┌─ DOCUMENT EXCERPT

Suppose he became dramatically more emotionally expressive and affectionate. Would you be satisfied with other possible side manifestations? For example, sex could become less spicy, instead with an increased focus on hugging, kissing, and holding.

In terms of alternative solutions, perhaps you could develop increased emotional closeness through a mutually enjoyed activity that happens to naturally be emotional. 

Example: watching a hockey game together. 
He might be there to enjoy the sight of skillful competition, of mechanical prowess, and to root for one of the teams. You might be there primarily to spend time with him. This could be a compromise (because you might ordinarily have no interest in the sport itself). Hockey games can also be quite emotional experiences (anger, worry, disgust, feelings of victory), but the emotions experienced would be quite different than those experienced in a typical "chick flick." He may feel closer to you because of mutual participation in an activity he enjoys. You may feel closer to him because you see his emotional displays and reactions, as well as him seeing yours. However, if the reasons and interests in participation be too different, related conversation might not be very deep.

Another solution could be to get a or more close friends.

Example: Fred/Barney and Betty/Wilma from the Flinstones cartoon. 
If you desire increased emotional connectedness, is it within the boundaries of your marriage to pursue it outside?


----------



## SockPuppet (May 16, 2011)

JuliaP said:


> well, he did grow up in a house where there was allot of coldness. His parents divorced and it took them 5 years to do so- so for 5 years there was fighting, anger, coldness etc all in front of him. Then his dad took off and started a new family. I know this has scarred him.


Wow, this sounds familiar... I have reflected on this part of my past and, according to books, it can cause people to become emotionally unattached, for obvious reasons. Im sure there IS love, but he has a pathological aversion to expressing it.

I hope thats the right word, Im trying to be all brainy.

Maybe councelling would help him out?


----------

└─

• WHAT IS NEEDED: Which shared activity does the forum thread give as an example of a mutually enjoyed activity that is naturally emotional?

┌─ RECORDS PROVIDED

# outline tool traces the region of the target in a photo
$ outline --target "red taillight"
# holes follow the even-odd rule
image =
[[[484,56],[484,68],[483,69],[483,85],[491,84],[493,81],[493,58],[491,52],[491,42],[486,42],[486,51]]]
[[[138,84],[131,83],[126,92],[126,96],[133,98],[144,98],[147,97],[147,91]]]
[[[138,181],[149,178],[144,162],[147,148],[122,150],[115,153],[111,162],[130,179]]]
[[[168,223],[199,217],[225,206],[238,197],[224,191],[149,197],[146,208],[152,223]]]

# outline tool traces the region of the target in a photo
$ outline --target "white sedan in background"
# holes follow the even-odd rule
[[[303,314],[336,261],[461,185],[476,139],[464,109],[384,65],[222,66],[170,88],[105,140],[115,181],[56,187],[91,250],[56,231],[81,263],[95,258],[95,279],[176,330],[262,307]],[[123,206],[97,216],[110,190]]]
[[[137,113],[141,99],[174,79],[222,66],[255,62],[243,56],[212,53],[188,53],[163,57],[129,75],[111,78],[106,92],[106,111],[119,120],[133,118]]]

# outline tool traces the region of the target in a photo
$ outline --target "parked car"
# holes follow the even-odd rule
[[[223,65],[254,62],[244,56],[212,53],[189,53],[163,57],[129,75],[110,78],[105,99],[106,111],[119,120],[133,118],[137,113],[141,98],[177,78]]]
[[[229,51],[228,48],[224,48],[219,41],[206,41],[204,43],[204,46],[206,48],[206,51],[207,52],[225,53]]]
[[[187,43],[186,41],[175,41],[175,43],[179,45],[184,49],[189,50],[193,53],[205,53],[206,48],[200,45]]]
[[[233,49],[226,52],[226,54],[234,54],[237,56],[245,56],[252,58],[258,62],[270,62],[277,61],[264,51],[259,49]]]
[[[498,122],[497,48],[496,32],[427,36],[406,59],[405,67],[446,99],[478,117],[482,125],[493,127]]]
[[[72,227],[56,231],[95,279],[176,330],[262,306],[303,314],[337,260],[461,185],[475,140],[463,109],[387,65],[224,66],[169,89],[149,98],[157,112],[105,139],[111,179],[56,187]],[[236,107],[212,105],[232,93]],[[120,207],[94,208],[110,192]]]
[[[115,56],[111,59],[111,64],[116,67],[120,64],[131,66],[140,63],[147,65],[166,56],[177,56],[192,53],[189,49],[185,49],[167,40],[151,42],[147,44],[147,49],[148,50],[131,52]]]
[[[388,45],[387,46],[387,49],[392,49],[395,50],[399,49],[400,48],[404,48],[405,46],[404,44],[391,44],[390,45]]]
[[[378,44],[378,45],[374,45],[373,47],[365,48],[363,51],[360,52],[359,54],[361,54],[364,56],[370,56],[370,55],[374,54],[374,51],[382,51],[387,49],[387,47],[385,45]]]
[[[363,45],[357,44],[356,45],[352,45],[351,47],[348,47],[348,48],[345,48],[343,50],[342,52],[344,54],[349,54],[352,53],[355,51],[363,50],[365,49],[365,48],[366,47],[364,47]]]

└─

• PROBLEM SOLUTION: Watching a hockey game together.